__SOURCE INFORMATION__:
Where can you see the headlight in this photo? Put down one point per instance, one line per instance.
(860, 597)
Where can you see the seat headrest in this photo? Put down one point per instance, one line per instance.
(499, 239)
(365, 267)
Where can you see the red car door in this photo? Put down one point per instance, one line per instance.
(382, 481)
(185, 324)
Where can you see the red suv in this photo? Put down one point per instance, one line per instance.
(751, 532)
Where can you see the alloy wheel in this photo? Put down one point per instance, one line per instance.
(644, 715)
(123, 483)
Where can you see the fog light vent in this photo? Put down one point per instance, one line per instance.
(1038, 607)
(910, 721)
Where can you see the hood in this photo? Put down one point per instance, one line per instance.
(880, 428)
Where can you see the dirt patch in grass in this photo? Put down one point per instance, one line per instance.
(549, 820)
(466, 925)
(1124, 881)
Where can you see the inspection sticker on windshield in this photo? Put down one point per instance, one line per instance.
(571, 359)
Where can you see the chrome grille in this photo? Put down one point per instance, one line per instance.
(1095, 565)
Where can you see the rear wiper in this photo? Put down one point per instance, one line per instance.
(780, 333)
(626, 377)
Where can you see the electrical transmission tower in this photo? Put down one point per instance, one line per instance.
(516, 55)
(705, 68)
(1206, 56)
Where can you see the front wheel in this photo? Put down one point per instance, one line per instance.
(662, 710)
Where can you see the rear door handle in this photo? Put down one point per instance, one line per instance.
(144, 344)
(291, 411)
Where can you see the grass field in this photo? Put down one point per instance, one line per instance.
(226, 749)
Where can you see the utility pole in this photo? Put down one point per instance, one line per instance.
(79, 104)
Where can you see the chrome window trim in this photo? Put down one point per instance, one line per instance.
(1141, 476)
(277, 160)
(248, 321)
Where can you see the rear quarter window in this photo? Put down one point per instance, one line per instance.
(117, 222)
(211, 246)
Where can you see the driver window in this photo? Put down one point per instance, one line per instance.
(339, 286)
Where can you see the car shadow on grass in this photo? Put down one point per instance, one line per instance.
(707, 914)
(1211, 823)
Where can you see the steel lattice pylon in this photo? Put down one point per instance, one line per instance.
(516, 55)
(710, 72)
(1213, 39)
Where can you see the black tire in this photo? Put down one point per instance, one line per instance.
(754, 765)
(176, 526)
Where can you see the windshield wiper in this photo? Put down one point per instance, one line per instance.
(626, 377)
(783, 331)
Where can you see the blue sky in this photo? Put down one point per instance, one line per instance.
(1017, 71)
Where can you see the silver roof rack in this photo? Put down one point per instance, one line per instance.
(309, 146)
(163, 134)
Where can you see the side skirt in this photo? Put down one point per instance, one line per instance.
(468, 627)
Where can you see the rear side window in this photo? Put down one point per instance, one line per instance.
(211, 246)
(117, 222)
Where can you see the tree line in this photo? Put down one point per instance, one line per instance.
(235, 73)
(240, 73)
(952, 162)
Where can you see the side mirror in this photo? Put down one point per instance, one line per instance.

__WHAT THE TASK ASKS__:
Each entry must be output exactly as it was written.

__COMPLETED TASK__:
Where can you see the headlight in this photo? Put down one point per instance, one line per instance.
(860, 597)
Where can you see the seat headrest in this photo? Put down one point per instance, one line per instance.
(499, 239)
(365, 267)
Where can you see the red car door in this photo? Put down one point per instance, one line per instance.
(382, 481)
(185, 324)
Where can you see the red suv in this photo? Put down one point per instance, one line per instance.
(751, 532)
Where can you see the alloy wheel in this photo? Put down one point per instance, one line per instance.
(644, 715)
(123, 483)
Where can you see the fog light vent in this photo? Put down one point per instance, one line per instance.
(1038, 607)
(910, 721)
Where can you see the hood in this photo? Put down one point per instance, one line per instance.
(880, 428)
Where can you see the dirt patch in grass in this photo? Put down one point per instance, one line per instance.
(549, 820)
(466, 925)
(1124, 881)
Where can you see the inspection sticker on windshield in this photo? Put down one point per instance, one line per instance.
(571, 359)
Where can you see the chrome grille in this photo? Put down one point per instance, one line per instance.
(1095, 565)
Where can you see the rear wiper in this photo? Put down one point per instance, one line per instance.
(780, 333)
(626, 377)
Where can you see the electrical transmission tower in this photo? Put down one point per instance, one line per instance.
(516, 55)
(705, 68)
(1206, 56)
Where can you see the front wheel in this photo? Put down one point per instance, one line per instance.
(662, 710)
Where can you see the rear door handle in this photo? Put down one point per instance, one line per instance.
(144, 344)
(291, 411)
Where can you see the grass field in this photo? Put down one point per instance, one line per instance.
(226, 749)
Where can you see the utility pole in this photo? Put down one point per instance, one line per instance.
(79, 104)
Where can you see the chrome window trim in this photo? Put down one point per instance, one line per instance.
(1141, 476)
(277, 160)
(248, 321)
Where can you see the rear quarter window in this photo? Put down one point per instance, one line per instance.
(117, 222)
(211, 246)
Where can you see the driver window in this photo? Put down one point per instance, one line per instance.
(339, 286)
Where can you see the car shadow on grass in this photo? Put down one point per instance, one line per instance.
(707, 914)
(1211, 823)
Where can you see the steel lattice pylon in this photo? Put down one point per instance, one line per instance.
(516, 55)
(710, 72)
(1213, 39)
Where can you see the black tire in this photo? Put down one point per instance, one line per instance.
(754, 765)
(176, 526)
Where can you see the windshield wiper in this photo? Put down one point per instance, one line per instance.
(626, 377)
(783, 331)
Where can you see the blue sky in this photo? Put down one point per instance, one line per instance.
(1017, 71)
Where can you see the silver roof rack in this photo? Put down one point per instance, one line per instance.
(309, 146)
(163, 134)
Where can you see the side skirt in this photo? Put down one point per instance, one line per instance.
(468, 627)
Where can you see the rear side window in this photo? Put down one point per instance, one line per instance.
(211, 246)
(117, 222)
Where can you see the tree line in this photo? Put down one point per instance, one line per instance.
(235, 73)
(240, 73)
(952, 162)
Where can you see the side mirror in this photo? Put down one point per instance, one line per instance.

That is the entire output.